§ **Exercise prompt**:
Please tally the lines in the records below that contain the word "white" and reply with only the number.

§ **Rows**:
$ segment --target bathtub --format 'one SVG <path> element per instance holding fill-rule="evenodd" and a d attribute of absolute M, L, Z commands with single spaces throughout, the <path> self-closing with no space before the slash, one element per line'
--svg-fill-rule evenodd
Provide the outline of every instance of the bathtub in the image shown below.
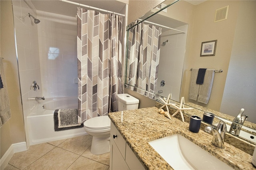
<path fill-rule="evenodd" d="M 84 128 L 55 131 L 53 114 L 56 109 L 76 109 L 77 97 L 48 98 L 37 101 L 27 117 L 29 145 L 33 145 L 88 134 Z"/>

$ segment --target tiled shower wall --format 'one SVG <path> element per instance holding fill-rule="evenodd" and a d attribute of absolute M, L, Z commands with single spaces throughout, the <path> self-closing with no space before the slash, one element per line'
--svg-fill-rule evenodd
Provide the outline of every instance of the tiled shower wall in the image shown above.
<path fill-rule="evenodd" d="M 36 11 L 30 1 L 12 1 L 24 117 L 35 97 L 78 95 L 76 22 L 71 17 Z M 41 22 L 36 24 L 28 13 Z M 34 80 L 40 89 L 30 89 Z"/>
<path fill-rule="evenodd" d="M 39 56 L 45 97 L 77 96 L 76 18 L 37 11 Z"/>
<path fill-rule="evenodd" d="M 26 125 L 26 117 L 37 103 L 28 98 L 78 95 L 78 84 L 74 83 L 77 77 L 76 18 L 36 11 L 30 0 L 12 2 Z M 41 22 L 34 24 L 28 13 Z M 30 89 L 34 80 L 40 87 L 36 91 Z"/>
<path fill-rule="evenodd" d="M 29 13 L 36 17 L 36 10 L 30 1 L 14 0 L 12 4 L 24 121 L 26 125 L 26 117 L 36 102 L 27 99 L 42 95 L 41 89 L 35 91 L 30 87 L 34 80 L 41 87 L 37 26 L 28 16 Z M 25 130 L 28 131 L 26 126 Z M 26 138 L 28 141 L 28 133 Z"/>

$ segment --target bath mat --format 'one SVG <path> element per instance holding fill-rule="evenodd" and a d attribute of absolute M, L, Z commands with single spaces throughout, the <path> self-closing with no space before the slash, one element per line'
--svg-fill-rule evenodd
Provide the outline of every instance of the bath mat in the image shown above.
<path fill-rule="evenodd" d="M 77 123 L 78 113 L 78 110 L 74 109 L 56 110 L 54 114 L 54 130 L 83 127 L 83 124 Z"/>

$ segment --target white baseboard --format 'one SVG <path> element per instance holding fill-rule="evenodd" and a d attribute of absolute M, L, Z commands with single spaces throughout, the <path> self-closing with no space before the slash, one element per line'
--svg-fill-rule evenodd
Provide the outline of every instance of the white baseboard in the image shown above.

§ **Answer to this exercise**:
2